### [GIVEN TEXT]
--
40 Ill. 506 | Ill. | 1866
delivered the opinion of the Court.
This was an action of trespass quare clausum fregit, brought by appellee, in the Cook Circuit Court, against appellants and several other persons. The declaration contained four counts, for breaking and entering plaintiff’s close. The first two were for trespasses alleged to have been committed in the month of October, 1864, and the other two for trespasses alleged to have been committed in May, 1865. There were filed a large number of pleas, but appellee having entered a nolle prosequi as to all of the defendants but appellants, before the trial in the court below, the record has been thus disincumbered of all but the pleas of appellants, and the replications to them. A trial was had by a jury, resulting in a verdict against defendants below for the sum of $2,500 damages. A motion for a new trial was entered which was overruled by the court, and judgment was rendered on the verdict.
It appears that the brother of appellee, on the 28th day of September, 1864, paid to Page two hundred and fifty dollars as three months’ rent of the house, out of which this controversy has arisen, and took his receipt for the same. The receipt states that the term was to commence on the first of the next October, and to end on the first day of May, 1865, at the rate of one thousand dollars per annum, and the rent to be paid monthly after the expiration of three months; and in case of fire, Page agreed to refund pro rata the advanced rent. At the time this receipt was given the house was occupied by another tenant whose term did not expire until the first of October, two days after the receipt was given. It appears that this tenant did not vacate the house until the fourth of October, but appellee seems to have gone into the house with that tenant as early as the third, and removed some of her property into the building. After the former tenant had left the house, Page, on the fifth of October, with one Smith, went into the house, and seeing Mrs. Otto, the former tenant, demanded of her the possession, but she informed him that she was unable to deliver possession, as appellee was there and had removed some of her property into the house. He then saw appellee who claimed to be in possession, and she refused to leave, claiming to be in under the lease to her brother. It seems that he left Smith there, and in the afternoon sent appellant Becker, and two or three others. It seems that she regained possession by having the persons placed in possession arrested. It also seems that afterward, Page executed a lease to George S. De Puy and appellee for the house in controversy, dated the first day of October, 1864, by which he demised the premises to them from that date until the first day of May following, for the sum of $583.33, two hundred and fifty dollars of that sum being for advanced rent for three months, and the balance for the remainder of the term.
After this lease was executed, Page, by an indorsement on the back of the lease, authorized George S. De Puy to assign his interest in the lease to appellee, and in case of such assignment releasing him from his covenants and all liability under the lease. Appellee, it appears, remained in possession of the premises until the end of the term, and, failing to surrender possession, Page brought an action of forcible detainer, recovered judgment, and afterward sued out a writ of possession, which was placed in the hands of a constable to execute, who went on the premises to execute the writ, and at the time, or a few minutes before he arrived, Page sent a number of his assistants and employees to aid in removing the property. It seems that the balance of the day, from about noon, was spent in altercation, and efforts to get appellee to remove her property, until, as appellants claim, it was too late to remove the property, and some of the persons were left in the house until next morning, when her goods and furniture were put out, placed on the pavement, and her teams removed it to some other place. Of the persons who were there on this occasion, appellant Becker was one who assisted. It also appears from the evidence, that one of the men left in the house during the night lay down and slept upon one of appellee’s beds. She also claims that her property was injured and her trunks were broken open and a sum of money stolen.
--
### [COLLECTED MATERIAL]
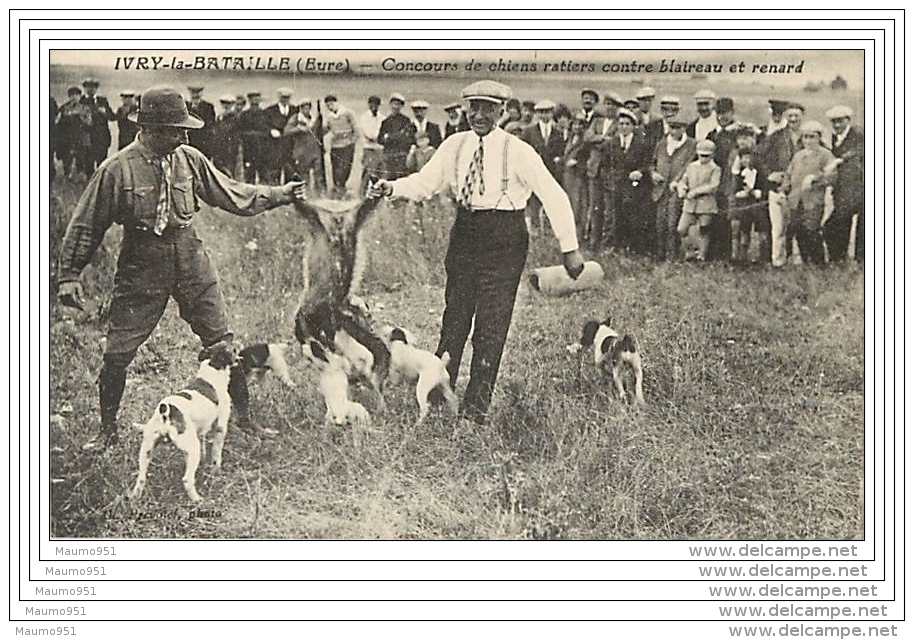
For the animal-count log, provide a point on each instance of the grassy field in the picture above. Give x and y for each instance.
(753, 379)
--
### [WHAT THE TASK ASKS]
Shorten the paragraph of the court opinion that begins "This was an action of trespass" into a brief bulleted list that keeps its main facts.

### [RESPONSE TO THIS EXERCISE]
- Appellee brought an action of trespass quare clausum fregit in the Cook Circuit Court against appellants and several other persons.
- The declaration had four counts for breaking and entering plaintiff's close. Two covered trespasses in October 1864 and two covered trespasses in May 1865.
- Before trial, appellee entered a nolle prosequi as to every defendant except appellants. Only appellants' pleas and the replications to them remained.
- A jury returned a verdict against the defendants for $2,500 in damages.
- The court overruled a motion for a new trial and rendered judgment on the verdict.